Your assignment: Say how many lines in the material below contain the word "stool", giving the number alone.

Material supplied:
◆ ◆ ◆ ◆
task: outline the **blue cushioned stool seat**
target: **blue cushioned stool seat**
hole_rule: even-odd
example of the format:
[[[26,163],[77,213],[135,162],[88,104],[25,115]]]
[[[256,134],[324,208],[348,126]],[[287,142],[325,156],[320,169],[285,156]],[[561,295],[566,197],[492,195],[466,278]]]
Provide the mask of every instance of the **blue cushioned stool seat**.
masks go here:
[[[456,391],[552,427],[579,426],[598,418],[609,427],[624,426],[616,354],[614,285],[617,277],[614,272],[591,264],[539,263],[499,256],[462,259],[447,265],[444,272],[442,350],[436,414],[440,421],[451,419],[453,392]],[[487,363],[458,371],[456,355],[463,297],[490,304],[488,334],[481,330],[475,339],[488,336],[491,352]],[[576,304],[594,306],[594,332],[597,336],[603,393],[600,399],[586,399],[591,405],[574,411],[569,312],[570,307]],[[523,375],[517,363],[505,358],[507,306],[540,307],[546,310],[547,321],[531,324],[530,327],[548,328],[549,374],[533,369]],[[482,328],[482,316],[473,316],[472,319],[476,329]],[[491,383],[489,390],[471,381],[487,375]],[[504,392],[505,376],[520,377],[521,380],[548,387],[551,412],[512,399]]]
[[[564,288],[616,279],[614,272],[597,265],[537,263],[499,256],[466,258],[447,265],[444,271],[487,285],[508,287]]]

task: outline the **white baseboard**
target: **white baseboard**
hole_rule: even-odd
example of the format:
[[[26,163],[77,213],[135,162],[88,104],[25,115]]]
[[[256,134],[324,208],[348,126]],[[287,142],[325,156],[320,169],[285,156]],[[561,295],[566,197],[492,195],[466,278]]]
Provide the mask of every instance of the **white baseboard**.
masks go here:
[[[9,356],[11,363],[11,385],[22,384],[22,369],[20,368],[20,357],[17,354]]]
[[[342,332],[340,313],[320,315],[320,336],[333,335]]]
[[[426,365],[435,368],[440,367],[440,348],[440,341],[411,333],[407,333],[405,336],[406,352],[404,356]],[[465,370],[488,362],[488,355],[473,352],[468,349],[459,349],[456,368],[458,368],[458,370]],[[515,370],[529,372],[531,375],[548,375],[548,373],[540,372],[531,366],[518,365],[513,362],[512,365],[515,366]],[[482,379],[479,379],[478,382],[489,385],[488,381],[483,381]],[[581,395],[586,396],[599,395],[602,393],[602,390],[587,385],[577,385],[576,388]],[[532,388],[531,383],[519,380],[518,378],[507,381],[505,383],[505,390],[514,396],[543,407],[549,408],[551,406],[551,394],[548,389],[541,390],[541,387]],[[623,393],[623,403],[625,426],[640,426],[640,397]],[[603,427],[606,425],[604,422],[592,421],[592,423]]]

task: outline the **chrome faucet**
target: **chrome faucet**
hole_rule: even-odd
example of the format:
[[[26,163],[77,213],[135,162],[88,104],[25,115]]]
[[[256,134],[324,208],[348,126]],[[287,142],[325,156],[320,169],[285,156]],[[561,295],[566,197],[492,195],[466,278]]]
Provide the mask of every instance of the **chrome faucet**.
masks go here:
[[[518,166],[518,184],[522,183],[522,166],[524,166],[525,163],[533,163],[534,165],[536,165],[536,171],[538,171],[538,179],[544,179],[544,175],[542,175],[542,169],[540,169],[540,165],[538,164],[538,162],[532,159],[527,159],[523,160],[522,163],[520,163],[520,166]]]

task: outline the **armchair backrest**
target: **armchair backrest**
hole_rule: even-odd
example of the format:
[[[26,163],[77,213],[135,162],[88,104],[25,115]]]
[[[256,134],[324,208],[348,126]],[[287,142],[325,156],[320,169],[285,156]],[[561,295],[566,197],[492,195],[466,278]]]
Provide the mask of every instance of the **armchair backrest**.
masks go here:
◆ ◆ ◆ ◆
Task output: 3